Given data:
>> Begin

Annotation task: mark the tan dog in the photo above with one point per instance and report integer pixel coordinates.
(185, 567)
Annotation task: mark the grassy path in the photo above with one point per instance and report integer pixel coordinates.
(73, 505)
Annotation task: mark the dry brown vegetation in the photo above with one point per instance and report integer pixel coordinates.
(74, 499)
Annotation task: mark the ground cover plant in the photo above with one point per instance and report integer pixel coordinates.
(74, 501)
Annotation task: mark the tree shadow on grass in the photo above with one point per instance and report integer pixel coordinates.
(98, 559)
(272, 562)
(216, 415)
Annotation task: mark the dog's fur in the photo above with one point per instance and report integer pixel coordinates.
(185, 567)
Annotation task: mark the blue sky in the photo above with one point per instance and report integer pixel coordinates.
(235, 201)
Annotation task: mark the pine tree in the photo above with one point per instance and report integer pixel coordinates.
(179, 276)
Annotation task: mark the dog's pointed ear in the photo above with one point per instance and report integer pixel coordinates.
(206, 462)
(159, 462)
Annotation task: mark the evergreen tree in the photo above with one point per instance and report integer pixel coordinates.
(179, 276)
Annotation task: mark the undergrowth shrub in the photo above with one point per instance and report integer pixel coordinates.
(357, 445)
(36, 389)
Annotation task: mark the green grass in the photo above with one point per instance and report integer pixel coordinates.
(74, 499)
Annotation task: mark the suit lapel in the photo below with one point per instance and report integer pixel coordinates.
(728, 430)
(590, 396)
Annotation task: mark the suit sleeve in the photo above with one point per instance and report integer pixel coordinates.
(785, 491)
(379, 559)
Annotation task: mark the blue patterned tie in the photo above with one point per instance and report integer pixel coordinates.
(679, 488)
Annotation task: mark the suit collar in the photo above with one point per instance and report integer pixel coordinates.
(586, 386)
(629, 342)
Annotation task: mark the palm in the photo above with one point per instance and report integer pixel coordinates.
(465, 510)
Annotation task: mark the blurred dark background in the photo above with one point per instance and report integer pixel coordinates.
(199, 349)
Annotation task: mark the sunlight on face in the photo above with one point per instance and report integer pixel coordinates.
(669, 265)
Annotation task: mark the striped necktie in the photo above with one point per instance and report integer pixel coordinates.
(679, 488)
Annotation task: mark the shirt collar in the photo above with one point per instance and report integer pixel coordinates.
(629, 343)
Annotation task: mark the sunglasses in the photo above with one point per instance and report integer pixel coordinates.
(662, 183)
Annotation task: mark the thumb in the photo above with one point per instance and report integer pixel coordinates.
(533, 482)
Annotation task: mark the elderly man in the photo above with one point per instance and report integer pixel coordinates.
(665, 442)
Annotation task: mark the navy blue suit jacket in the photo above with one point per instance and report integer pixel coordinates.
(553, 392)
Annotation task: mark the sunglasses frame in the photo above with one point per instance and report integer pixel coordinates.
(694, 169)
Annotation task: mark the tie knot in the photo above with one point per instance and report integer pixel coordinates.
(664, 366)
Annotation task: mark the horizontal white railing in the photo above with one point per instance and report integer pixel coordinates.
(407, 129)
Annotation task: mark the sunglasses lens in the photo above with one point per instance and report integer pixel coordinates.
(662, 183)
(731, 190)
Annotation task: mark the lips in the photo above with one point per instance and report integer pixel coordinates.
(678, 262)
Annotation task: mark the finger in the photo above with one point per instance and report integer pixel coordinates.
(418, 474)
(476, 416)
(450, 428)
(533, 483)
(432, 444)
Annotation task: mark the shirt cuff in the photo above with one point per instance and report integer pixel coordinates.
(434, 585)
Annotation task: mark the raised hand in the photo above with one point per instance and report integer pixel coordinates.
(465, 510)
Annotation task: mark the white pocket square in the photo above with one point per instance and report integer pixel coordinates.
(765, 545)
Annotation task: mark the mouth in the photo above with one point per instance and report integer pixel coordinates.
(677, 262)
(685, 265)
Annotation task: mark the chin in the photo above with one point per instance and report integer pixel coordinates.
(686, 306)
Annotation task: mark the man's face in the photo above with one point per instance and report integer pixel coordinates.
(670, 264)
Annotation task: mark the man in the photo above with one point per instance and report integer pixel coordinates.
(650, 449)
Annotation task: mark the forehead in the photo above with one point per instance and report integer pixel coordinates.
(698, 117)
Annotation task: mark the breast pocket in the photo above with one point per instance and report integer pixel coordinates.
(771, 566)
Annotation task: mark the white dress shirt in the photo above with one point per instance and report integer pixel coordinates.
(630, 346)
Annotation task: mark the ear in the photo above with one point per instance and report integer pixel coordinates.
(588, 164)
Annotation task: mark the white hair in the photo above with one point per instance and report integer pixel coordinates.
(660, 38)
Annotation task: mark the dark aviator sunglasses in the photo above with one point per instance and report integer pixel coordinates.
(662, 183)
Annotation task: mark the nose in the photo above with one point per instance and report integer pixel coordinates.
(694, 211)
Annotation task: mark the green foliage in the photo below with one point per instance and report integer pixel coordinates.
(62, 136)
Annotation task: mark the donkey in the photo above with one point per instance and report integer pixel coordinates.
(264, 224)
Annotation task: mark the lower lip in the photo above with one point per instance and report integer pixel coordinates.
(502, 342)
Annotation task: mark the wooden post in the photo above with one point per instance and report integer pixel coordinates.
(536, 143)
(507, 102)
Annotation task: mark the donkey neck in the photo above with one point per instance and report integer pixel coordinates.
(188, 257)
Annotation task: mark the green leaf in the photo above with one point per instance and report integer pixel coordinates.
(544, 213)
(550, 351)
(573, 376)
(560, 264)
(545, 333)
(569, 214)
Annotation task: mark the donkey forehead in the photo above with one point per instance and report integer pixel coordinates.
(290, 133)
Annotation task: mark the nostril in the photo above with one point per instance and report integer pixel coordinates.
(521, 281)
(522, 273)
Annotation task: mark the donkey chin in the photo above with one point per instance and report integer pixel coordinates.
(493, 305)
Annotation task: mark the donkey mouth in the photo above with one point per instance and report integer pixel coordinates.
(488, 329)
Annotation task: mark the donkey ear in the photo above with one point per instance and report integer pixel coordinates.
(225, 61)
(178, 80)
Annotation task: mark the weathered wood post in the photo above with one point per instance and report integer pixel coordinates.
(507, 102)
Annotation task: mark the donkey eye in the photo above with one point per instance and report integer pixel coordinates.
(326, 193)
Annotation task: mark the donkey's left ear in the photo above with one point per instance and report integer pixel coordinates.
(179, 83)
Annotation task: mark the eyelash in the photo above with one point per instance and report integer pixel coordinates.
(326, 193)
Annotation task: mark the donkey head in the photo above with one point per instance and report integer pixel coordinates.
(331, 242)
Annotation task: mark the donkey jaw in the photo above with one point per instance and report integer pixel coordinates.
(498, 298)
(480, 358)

>> End

Exercise directions:
Copy every line verbatim.

Answer to this problem:
Annotation task: mark the tan dog in the photo above with one point per instance and report integer pixel coordinates.
(185, 567)
Annotation task: mark the grassy path in the photo above with one point per instance and report integer pixel coordinates.
(73, 505)
Annotation task: mark the dry brown vegetation in the photo above with one point per instance and report integer pixel coordinates.
(74, 499)
Annotation task: mark the ground cover plant in the photo above with one point per instance and report integer pixel coordinates.
(74, 501)
Annotation task: mark the tree shadow on grass in the photo above with one point per instance and report integer pixel coordinates.
(98, 559)
(272, 562)
(216, 415)
Annotation task: mark the dog's fur in the photo above with one point per instance and report integer pixel coordinates.
(185, 567)
Annotation task: mark the blue sky in the photo above with one point per instance and report integer pixel coordinates.
(235, 201)
Annotation task: mark the pine tree in the photo above with one point per instance and report integer pixel coordinates.
(179, 276)
Annotation task: mark the dog's pointed ear in the photo above with one point per instance and report integer pixel coordinates.
(206, 462)
(159, 462)
Annotation task: mark the evergreen tree in the photo above with one point per instance and report integer pixel coordinates.
(179, 276)
Annotation task: mark the undergrowth shrub in the photo above with one point per instance and report integer pixel coordinates.
(357, 445)
(36, 389)
Annotation task: mark the green grass in the photo above with one point per instance and report integer pixel coordinates.
(74, 499)
Annotation task: mark the suit lapel in the photo below with one point per instance and report integer pixel coordinates.
(728, 430)
(590, 396)
Annotation task: mark the suit sleeve in the photo above with one point per instance and report integer pixel coordinates.
(785, 491)
(379, 559)
Annotation task: mark the blue patterned tie in the photo above with one point per instance and report integer pixel coordinates.
(679, 488)
Annotation task: mark the suit collar in the photo above with one point per instance and report integer pixel coordinates.
(586, 386)
(629, 342)
Annotation task: mark the palm in the photo above with one point per instance and report integer pixel coordinates.
(465, 510)
Annotation task: mark the blurred dark background in the photo above with one point per instance and report integer pixel coordinates.
(199, 349)
Annotation task: mark the sunlight on face in the photo above with one point per instance and report integer pixel coordinates.
(669, 265)
Annotation task: mark the striped necktie in the photo above with one point per instance and report integer pixel coordinates.
(679, 488)
Annotation task: mark the shirt collar in the photo above with one point per instance and report integer pixel coordinates.
(629, 343)
Annotation task: mark the sunglasses in the photo above with one point per instance and report integer pixel coordinates.
(662, 183)
Annotation task: mark the thumb in the photo above with one point per instance and report integer pixel coordinates.
(533, 482)
Annotation task: mark the elderly man in the photo above with one point per instance and report integer pixel coordinates.
(665, 442)
Annotation task: mark the navy blue suit jacket in the photo above with one point per instance and report integer pixel coordinates.
(553, 392)
Annotation task: mark the sunglasses frame in the photo above with one point per instance and report integer pixel coordinates.
(694, 169)
Annotation task: mark the tie knot in the photo above with one point per instance and report integer pixel coordinates.
(664, 366)
Annotation task: mark the horizontal white railing in the photo above with one point per instance and report integer pixel coordinates.
(407, 129)
Annotation task: mark the sunglasses lens in the photo above with one point per instance and report integer pixel coordinates.
(662, 183)
(731, 190)
Annotation task: mark the lips in the photo above with one point per instance and report integer pixel coordinates.
(678, 262)
Annotation task: mark the finger in the photo above with one point per instance and report integer pixel coordinates.
(418, 474)
(476, 416)
(450, 428)
(533, 483)
(432, 444)
Annotation task: mark the shirt cuff in the photo above with one point per instance and report integer pixel coordinates.
(434, 585)
Annotation task: mark the raised hand in the photo above with one point per instance and report integer pixel coordinates.
(465, 510)
Annotation task: mark the white pocket square in the photo above with one point per instance and report integer pixel coordinates.
(765, 545)
Annotation task: mark the mouth in the photo above with one point per instance and report integer pixel coordinates.
(677, 262)
(685, 265)
Annotation task: mark the chin in the photo above with one point per instance and report integer pixel coordinates.
(686, 306)
Annotation task: mark the man's face in the photo above with one point per instance and report integer pixel coordinates.
(670, 264)
Annotation task: mark the man in the photo above with one point per instance and report integer pixel coordinates.
(650, 449)
Annotation task: mark the forehead in the photo above with one point per instance and report integer pixel coordinates.
(698, 117)
Annotation task: mark the breast pocket in the photo above with one point per instance and report integer pixel coordinates.
(771, 566)
Annotation task: mark the white dress shirt in the photo above with one point per instance and report integer pixel coordinates.
(630, 346)
Annotation task: mark the ear in the photo above with one point per instance and report integer pixel coordinates.
(588, 164)
Annotation task: mark the white hair in the photo above with one point per instance and report integer pixel coordinates.
(660, 38)
Annotation task: mark the dark aviator sunglasses in the photo above with one point per instance and report integer pixel coordinates.
(662, 183)
Annotation task: mark the nose in the photo above with one point per instance and report integer pixel coordinates.
(694, 211)
Annotation task: mark the green foliage in the photo below with one point per instance and report integer pixel coordinates.
(62, 136)
Annotation task: mark the donkey in the photo above with one point per instance and report integer pixel coordinates.
(264, 224)
Annotation task: mark the lower lip in the photo above with one point per instance and report integer pixel coordinates.
(502, 342)
Annotation task: mark the wooden post in the photo above with one point per instance and report integer pixel coordinates.
(536, 143)
(507, 102)
Annotation task: mark the donkey neck in the photo above with one point per instance and report integer pixel coordinates.
(188, 257)
Annotation task: mark the green leaf in the photo above with one point per instance and report integer pixel coordinates.
(544, 213)
(550, 351)
(573, 376)
(560, 264)
(545, 333)
(569, 214)
Annotation task: mark the donkey forehead in the photo above with one point per instance and report integer pixel coordinates.
(290, 133)
Annotation task: mark the nostril in the photo above with one point per instance and report integer pixel coordinates.
(521, 281)
(522, 273)
Annotation task: mark the donkey chin in the photo above with one point per instance and report integer pixel coordinates.
(493, 305)
Annotation task: mark the donkey mouth in the photo above with one point per instance and report integer pixel coordinates.
(488, 329)
Annotation task: mark the donkey ear in the photo above with one point per instance and report integer pixel coordinates.
(225, 61)
(178, 80)
Annotation task: mark the weathered wood post in the photo above with one point per instance and report integer pixel coordinates.
(507, 102)
Annotation task: mark the donkey eye in the photo above with one point per instance and report integer pixel coordinates.
(326, 193)
Annotation task: mark the donkey's left ear in the photo above with one point per instance and report integer pixel coordinates.
(179, 83)
Annotation task: mark the eyelash in the photo above with one point per instance and report integer pixel coordinates.
(326, 193)
Annotation task: mark the donkey head in the photo above with one point per instance and report integer pixel coordinates.
(331, 242)
Annotation task: mark the donkey jaw in the photo above with one point per instance and report integer pixel coordinates.
(498, 298)
(480, 358)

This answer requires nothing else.